In August, the EPA announced that 48 out of 50 states have issued advisories about eating fish caught in their rivers and lakes because of pollution from mercury and other toxins. Over 75 percent of those fish advisories are due to mercury. According to the EPA, most mercury in American adults comes from eating contaminated fish, whether it's caught locally or bought in the supermarket.
We're not talking anchovies and sardines here. It's the big carnivorous fish, like tuna, high on the food chain, that "bioaccumulate" a substance known as methyl mercury in the course of eating loads of smaller fish.
Mercury pollution thus has a dual-pronged effect. Poor people who fish for their own food in mercury-laden waters are at risk, but so are the wealthy who aren't price sensitive when it comes to what they perceive as a healthy diet rich in sushi, halibut, ahi tuna, swordfish and seabass. This leads to a paradox: The better off you are, the worse off you are.

— TASK REQUIREMENTS —
a - According to the passage on mercury pollution, why are large carnivorous fish such as tuna a concern while anchovies and sardines are not? Answer in one to three sentences.
b - Pick up the passage on mercury in fish after its final sentence and continue it.

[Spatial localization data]
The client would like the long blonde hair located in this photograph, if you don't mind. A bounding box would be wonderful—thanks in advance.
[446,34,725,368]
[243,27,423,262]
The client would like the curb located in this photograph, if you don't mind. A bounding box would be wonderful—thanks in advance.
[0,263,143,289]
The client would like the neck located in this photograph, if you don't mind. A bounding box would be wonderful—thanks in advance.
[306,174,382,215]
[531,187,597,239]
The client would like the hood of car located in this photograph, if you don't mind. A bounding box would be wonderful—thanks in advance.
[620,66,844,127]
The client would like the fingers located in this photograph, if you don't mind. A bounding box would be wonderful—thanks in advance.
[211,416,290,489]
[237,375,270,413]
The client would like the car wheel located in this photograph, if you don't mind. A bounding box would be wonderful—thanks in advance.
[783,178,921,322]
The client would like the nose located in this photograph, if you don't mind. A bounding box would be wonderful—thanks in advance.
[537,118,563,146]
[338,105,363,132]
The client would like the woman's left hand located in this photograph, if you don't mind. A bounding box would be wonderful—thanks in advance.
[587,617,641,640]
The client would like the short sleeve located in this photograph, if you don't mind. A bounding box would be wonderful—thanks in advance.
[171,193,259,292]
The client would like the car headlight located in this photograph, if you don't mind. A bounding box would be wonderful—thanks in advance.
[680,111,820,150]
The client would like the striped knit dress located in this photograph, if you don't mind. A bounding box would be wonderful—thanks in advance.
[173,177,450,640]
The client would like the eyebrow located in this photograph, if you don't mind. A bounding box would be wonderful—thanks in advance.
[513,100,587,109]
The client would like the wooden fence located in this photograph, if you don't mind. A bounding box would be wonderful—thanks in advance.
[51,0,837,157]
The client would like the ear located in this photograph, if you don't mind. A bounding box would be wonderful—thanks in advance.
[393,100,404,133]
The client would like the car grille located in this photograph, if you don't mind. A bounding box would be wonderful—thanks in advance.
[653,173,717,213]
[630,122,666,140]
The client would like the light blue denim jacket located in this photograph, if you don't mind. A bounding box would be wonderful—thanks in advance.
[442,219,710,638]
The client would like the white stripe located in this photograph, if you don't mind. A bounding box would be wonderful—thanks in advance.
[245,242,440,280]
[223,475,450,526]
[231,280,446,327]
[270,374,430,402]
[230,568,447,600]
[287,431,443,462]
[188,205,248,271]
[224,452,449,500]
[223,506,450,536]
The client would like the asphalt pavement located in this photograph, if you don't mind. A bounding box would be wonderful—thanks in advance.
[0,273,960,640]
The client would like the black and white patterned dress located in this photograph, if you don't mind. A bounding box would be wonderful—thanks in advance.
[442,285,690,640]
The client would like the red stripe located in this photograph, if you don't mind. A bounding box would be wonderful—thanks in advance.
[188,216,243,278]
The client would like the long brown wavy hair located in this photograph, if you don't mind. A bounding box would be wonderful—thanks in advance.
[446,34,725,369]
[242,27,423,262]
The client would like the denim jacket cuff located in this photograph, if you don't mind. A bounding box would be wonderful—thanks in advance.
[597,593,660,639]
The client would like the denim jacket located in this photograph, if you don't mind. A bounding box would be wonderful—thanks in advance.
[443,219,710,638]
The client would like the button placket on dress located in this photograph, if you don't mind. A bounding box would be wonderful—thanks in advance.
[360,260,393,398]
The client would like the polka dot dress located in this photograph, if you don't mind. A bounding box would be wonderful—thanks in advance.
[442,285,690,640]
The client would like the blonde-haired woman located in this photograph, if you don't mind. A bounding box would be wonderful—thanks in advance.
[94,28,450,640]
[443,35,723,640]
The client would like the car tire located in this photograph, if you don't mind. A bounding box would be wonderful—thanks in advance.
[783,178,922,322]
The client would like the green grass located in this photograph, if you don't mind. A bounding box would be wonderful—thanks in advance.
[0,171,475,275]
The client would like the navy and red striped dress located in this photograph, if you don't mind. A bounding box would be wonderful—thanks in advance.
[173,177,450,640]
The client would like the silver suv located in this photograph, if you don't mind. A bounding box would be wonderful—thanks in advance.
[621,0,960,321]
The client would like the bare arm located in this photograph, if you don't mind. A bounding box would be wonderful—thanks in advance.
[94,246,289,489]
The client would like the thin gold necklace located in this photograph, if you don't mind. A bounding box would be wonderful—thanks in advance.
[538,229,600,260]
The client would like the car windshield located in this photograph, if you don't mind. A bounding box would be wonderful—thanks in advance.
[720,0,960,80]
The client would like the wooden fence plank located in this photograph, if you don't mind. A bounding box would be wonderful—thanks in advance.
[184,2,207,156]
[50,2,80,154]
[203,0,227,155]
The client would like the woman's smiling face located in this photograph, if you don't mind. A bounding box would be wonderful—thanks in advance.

— OUTPUTS FOR THE TASKS —
a - Large carnivorous fish sit high on the food chain. They accumulate methyl mercury in their bodies by eating loads of smaller fish over time.

b -
"Higher economic status and education level appear to be risk factors," Dr. Jane M. Hightower and biostatistician Dan Moore of California Pacific Medical Center wrote in a study of affluent people in the San Francisco Bay Area, some of whom complained of symptoms like fatigue, inability to concentrate and memory loss.
Personally, I don't eat all that much fish. When I sent off for the mercury test, I just thought it would be intriguing to see what was there. I also thought it amusing that all that was necessary for the test was a lock of my hair.
But hair apparently is a trusty barometer: "With your hair growing, it's basically tracking the chemicals in your body continuously," explains Michael W. Murray, a scientist with the National Wildlife Federation. "Once you eat a fish meal, a little bit of it is going to be removed with time, and some of it is going to come out in your hair. Hair analysis seems to work pretty well for mercury."
"Technically, what you're measuring is the amount of mercury that your body has been able to get rid of in the last three or four months," explains Richard Maas, the director of the Environmental Quality Institute, which did the testing on my hair sample. "When that came in there's no way to say."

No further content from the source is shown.